**REQUIRED WORK:** Format each line of the listing below as a Markdown table with a Row column for the row number and a Text column for the line, skipping blank lines. Leave the pictures out.

-- Begin DATA LINES --

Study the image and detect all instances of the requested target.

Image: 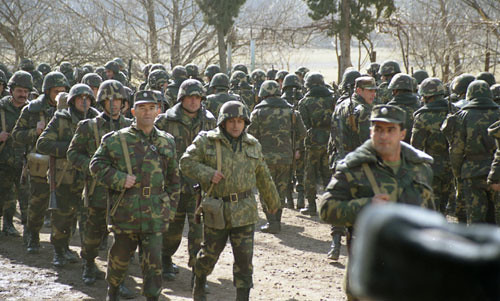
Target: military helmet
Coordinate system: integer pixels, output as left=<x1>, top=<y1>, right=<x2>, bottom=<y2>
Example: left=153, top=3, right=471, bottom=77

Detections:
left=19, top=58, right=35, bottom=72
left=4, top=70, right=33, bottom=91
left=476, top=72, right=496, bottom=87
left=217, top=100, right=250, bottom=126
left=380, top=60, right=401, bottom=76
left=177, top=79, right=205, bottom=102
left=172, top=65, right=188, bottom=81
left=209, top=73, right=229, bottom=89
left=36, top=63, right=52, bottom=74
left=259, top=80, right=280, bottom=98
left=67, top=84, right=95, bottom=104
left=231, top=64, right=248, bottom=74
left=305, top=72, right=325, bottom=89
left=465, top=79, right=493, bottom=101
left=97, top=79, right=128, bottom=103
left=82, top=73, right=102, bottom=88
left=451, top=73, right=476, bottom=95
left=411, top=70, right=429, bottom=85
left=148, top=69, right=168, bottom=90
left=387, top=73, right=415, bottom=91
left=418, top=77, right=446, bottom=96
left=42, top=71, right=70, bottom=93
left=205, top=65, right=220, bottom=78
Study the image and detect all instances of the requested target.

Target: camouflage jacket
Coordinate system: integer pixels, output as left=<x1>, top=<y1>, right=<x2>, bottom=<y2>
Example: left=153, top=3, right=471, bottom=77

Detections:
left=387, top=92, right=420, bottom=143
left=90, top=123, right=180, bottom=233
left=299, top=87, right=335, bottom=148
left=155, top=103, right=216, bottom=193
left=247, top=97, right=306, bottom=165
left=450, top=98, right=500, bottom=179
left=66, top=113, right=132, bottom=208
left=180, top=128, right=280, bottom=227
left=319, top=140, right=436, bottom=226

-- End DATA LINES --

**OUTPUT BELOW:**
| Row | Text |
|---|---|
| 1 | Study the image and detect all instances of the requested target. |
| 2 | Image:  |
| 3 | Target: military helmet |
| 4 | Coordinate system: integer pixels, output as left=<x1>, top=<y1>, right=<x2>, bottom=<y2> |
| 5 | Example: left=153, top=3, right=471, bottom=77 |
| 6 | Detections: |
| 7 | left=19, top=58, right=35, bottom=72 |
| 8 | left=4, top=70, right=33, bottom=91 |
| 9 | left=476, top=72, right=496, bottom=87 |
| 10 | left=217, top=100, right=250, bottom=126 |
| 11 | left=380, top=60, right=401, bottom=76 |
| 12 | left=177, top=79, right=205, bottom=102 |
| 13 | left=172, top=65, right=188, bottom=81 |
| 14 | left=209, top=73, right=229, bottom=89 |
| 15 | left=36, top=63, right=52, bottom=74 |
| 16 | left=259, top=80, right=280, bottom=98 |
| 17 | left=67, top=84, right=95, bottom=104 |
| 18 | left=231, top=64, right=248, bottom=74 |
| 19 | left=305, top=72, right=325, bottom=89 |
| 20 | left=465, top=79, right=493, bottom=101 |
| 21 | left=97, top=79, right=128, bottom=103 |
| 22 | left=82, top=73, right=102, bottom=88 |
| 23 | left=451, top=73, right=476, bottom=95 |
| 24 | left=411, top=70, right=429, bottom=85 |
| 25 | left=148, top=69, right=168, bottom=90 |
| 26 | left=387, top=73, right=415, bottom=91 |
| 27 | left=418, top=77, right=446, bottom=96 |
| 28 | left=42, top=71, right=70, bottom=93 |
| 29 | left=205, top=65, right=220, bottom=78 |
| 30 | Study the image and detect all instances of the requested target. |
| 31 | Target: camouflage jacket |
| 32 | Coordinate system: integer pixels, output as left=<x1>, top=<y1>, right=<x2>, bottom=<y2> |
| 33 | Example: left=153, top=3, right=471, bottom=77 |
| 34 | Detections: |
| 35 | left=387, top=92, right=420, bottom=143 |
| 36 | left=90, top=123, right=180, bottom=233 |
| 37 | left=299, top=87, right=335, bottom=148 |
| 38 | left=155, top=103, right=216, bottom=193 |
| 39 | left=247, top=97, right=306, bottom=165 |
| 40 | left=450, top=98, right=500, bottom=179 |
| 41 | left=66, top=113, right=132, bottom=208 |
| 42 | left=180, top=128, right=280, bottom=227 |
| 43 | left=319, top=140, right=436, bottom=226 |